* [Exercise instructions]: Could you rescale everything from the line containing "white soccer cleat?" down to the line containing "[0,148,1050,367]", both ends included, writing every line out again with the wording lines kept as they are and each bounding-box coordinate multiplied by 0.35 and rounded to a whole number, halves rounded up?

____ Supplied records

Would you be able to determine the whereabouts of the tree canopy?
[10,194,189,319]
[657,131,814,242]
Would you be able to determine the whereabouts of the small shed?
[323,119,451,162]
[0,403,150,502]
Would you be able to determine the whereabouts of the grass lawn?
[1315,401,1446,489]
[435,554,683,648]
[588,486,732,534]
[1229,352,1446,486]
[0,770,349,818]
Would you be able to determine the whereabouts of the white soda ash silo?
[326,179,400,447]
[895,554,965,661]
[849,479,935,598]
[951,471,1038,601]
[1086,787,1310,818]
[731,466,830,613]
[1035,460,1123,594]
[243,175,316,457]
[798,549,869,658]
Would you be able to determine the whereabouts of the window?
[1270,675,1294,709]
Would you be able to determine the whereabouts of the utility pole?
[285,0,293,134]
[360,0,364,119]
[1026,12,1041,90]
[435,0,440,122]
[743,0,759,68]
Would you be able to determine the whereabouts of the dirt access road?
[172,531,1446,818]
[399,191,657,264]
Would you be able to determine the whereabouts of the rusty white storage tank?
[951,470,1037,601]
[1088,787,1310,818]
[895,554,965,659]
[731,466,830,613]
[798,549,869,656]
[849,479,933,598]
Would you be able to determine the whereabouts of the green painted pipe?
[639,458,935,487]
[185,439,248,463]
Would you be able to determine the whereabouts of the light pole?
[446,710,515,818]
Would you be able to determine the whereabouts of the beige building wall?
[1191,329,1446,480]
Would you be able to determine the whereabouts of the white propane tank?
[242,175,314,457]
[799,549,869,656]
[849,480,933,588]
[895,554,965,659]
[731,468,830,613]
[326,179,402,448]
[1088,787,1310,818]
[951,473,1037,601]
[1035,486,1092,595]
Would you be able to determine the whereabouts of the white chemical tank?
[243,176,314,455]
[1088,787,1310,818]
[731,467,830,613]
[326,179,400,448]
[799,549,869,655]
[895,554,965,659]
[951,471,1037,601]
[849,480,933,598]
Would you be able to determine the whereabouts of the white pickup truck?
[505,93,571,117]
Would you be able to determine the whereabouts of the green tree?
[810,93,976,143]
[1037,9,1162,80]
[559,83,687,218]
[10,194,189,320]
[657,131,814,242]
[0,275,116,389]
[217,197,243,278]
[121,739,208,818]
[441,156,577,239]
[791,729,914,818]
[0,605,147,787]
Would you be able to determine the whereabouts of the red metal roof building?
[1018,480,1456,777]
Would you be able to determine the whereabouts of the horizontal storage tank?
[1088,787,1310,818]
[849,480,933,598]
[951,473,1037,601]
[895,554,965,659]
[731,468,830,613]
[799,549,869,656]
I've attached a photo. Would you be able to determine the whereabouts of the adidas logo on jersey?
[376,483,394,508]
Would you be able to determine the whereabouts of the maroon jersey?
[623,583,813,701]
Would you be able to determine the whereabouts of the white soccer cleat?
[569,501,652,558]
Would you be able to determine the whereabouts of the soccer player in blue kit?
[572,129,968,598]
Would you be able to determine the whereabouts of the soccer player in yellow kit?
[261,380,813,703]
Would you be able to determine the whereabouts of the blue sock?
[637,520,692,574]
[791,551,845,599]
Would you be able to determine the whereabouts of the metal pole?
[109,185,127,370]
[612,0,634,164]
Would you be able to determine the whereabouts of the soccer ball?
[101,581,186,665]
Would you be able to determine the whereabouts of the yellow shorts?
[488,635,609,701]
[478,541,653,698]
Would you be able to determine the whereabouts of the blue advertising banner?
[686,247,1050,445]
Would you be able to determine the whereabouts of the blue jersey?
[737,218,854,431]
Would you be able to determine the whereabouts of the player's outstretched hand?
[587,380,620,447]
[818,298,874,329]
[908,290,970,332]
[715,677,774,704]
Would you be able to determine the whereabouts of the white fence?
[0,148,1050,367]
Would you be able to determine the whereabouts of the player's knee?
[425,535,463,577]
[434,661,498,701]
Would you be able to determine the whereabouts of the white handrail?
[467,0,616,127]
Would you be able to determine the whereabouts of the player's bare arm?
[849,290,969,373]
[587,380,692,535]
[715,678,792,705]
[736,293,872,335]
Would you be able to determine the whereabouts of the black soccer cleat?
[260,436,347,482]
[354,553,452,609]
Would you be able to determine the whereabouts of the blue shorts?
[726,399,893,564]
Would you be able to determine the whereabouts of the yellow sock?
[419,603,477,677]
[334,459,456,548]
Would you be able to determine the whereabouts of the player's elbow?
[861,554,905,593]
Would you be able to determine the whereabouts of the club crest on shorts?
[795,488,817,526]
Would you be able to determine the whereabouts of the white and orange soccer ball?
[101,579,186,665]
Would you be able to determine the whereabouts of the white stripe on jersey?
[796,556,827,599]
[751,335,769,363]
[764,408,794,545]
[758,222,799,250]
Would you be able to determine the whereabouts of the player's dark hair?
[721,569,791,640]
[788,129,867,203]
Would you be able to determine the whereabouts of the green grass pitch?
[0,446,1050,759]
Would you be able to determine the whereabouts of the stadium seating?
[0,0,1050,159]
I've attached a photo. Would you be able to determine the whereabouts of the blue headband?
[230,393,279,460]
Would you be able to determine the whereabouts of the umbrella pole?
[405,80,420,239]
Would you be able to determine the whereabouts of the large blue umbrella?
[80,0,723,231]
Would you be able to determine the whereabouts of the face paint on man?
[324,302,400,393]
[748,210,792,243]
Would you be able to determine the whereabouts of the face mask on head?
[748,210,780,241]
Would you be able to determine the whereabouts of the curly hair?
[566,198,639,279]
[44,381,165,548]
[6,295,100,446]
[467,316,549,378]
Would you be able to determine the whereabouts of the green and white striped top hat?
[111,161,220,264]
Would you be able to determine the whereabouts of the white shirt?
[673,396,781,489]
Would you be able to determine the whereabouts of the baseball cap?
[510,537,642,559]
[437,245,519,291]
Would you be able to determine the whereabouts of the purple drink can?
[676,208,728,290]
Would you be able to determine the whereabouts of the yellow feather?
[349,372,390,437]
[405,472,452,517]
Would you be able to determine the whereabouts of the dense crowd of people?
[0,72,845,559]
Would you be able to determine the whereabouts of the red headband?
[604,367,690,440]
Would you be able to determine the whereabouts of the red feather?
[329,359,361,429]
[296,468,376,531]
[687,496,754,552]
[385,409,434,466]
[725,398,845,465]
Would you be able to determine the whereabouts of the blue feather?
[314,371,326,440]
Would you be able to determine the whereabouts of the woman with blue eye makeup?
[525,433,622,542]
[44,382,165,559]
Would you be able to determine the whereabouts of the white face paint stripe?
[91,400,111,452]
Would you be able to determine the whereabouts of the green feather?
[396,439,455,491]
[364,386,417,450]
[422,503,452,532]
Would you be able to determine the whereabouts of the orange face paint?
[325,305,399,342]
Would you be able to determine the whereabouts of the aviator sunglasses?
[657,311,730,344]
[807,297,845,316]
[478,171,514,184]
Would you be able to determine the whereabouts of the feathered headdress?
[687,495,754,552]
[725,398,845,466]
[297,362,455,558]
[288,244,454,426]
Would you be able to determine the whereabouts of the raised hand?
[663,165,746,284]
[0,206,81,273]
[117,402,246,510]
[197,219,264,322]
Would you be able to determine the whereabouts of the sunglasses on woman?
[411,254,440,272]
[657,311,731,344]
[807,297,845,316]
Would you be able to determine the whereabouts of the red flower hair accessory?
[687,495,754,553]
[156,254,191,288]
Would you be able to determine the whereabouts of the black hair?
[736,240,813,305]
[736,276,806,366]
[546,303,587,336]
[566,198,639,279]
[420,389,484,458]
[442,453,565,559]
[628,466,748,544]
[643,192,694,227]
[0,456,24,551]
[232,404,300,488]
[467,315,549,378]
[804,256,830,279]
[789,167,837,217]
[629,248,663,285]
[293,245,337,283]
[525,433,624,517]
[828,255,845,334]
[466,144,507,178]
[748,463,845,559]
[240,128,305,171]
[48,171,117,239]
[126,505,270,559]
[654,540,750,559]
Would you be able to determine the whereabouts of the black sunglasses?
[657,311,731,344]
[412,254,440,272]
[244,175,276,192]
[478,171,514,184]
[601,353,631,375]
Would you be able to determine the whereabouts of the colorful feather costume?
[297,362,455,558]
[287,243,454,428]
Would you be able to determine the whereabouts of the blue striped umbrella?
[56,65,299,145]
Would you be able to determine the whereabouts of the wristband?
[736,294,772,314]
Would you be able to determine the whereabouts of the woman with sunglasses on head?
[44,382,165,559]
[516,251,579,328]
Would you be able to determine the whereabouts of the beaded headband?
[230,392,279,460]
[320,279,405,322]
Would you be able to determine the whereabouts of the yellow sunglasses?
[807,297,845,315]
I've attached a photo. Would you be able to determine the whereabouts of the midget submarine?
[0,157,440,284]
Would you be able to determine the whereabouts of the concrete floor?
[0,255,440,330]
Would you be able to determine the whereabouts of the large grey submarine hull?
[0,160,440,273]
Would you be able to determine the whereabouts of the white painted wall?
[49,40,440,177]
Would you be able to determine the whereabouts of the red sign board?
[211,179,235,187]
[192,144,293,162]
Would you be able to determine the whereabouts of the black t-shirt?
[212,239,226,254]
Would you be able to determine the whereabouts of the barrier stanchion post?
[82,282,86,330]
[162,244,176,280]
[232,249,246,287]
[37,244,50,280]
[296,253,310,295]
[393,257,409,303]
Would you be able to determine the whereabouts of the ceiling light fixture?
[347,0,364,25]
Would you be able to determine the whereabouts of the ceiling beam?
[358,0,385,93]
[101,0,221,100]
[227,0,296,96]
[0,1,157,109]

________

* [Written response]:
Would you be able to determine the whereabouts of the white soccer cleat?
[199,175,228,195]
Would you be able to determine the whereabouts of the soccer player in blue kit?
[200,45,339,209]
Would you be able to determine the whereabouts of the soccer player in yellow kit?
[91,133,285,246]
Would you be able to determine the whereabouts of the blue sock?
[223,182,242,201]
[277,193,296,210]
Would you be able to determine the whereabouts of the metal pole?
[38,65,44,130]
[214,0,222,57]
Would you be able to determine the whereabouts of the soccer ball?
[35,203,65,233]
Would you be able to determine the whereabouts of the yellow shorts?
[171,222,213,245]
[167,189,229,244]
Would you be able to determine the whereabouts of the blue advertising banner?
[240,86,368,156]
Would you be able to determine the whereabouts of the blue jersey?
[258,76,299,151]
Would you be able to determine the whereabouts of the player's outstretched hand?
[205,133,217,156]
[286,104,306,115]
[318,102,340,116]
[250,237,271,246]
Would you be able to determine the whereabouts of the white fence?
[0,52,368,128]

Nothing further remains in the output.